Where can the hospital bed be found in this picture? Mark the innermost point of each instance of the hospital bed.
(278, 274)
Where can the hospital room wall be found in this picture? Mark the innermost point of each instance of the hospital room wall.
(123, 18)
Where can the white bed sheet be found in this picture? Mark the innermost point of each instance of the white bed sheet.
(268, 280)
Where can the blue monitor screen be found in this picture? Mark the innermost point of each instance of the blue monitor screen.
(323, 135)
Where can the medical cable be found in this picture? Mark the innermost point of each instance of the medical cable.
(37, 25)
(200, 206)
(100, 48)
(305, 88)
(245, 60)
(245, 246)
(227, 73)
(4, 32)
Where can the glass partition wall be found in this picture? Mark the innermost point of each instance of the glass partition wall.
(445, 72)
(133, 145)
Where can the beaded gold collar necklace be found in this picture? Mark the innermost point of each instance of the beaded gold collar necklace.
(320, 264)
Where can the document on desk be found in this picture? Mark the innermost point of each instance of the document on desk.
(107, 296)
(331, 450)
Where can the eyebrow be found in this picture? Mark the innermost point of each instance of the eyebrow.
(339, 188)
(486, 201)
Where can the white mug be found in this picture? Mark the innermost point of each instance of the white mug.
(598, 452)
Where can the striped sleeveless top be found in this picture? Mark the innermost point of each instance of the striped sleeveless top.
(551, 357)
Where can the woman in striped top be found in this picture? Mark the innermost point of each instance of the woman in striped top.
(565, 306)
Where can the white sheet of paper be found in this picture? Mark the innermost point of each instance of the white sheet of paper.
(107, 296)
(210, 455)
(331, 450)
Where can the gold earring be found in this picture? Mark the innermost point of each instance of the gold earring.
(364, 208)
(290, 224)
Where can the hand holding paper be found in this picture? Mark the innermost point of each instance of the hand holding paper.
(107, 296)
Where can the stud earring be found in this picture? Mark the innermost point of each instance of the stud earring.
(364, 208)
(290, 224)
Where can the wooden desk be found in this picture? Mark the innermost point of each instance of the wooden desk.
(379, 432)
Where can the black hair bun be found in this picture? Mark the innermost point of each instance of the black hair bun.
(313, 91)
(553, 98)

+-------+

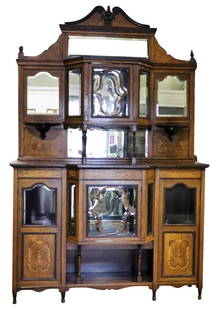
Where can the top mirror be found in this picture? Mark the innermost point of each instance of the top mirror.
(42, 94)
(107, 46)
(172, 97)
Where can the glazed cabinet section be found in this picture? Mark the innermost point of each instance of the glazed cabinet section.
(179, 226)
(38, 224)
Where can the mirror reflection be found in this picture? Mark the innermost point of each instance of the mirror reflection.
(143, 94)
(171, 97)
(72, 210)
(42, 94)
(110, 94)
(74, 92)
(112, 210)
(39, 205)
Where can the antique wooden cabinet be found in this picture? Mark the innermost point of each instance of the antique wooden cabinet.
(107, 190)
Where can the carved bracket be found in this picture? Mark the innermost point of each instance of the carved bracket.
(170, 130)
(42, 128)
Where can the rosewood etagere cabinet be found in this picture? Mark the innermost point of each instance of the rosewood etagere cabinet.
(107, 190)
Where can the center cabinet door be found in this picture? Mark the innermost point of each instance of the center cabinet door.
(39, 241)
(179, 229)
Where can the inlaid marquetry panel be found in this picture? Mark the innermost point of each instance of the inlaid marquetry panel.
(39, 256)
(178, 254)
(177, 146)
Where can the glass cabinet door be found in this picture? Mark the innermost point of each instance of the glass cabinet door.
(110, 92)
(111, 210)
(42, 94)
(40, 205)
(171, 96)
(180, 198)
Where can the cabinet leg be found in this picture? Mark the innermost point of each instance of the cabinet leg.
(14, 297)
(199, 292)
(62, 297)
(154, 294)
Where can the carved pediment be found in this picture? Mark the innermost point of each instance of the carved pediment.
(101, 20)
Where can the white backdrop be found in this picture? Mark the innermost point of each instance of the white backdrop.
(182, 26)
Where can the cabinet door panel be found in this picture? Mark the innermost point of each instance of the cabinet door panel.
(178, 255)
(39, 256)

+-------+

WHAT THIS TASK INVOLVES =>
Pull out every line in the records above that contains the word "earring" and copy each of those lines in full.

RESULT BELOW =>
Where can the gold earring be found in this picture? Mark the innermost point of each instance of the gold earring.
Where can the stud earring be found in this picture? Mark the innermost point of each instance of the stud earring.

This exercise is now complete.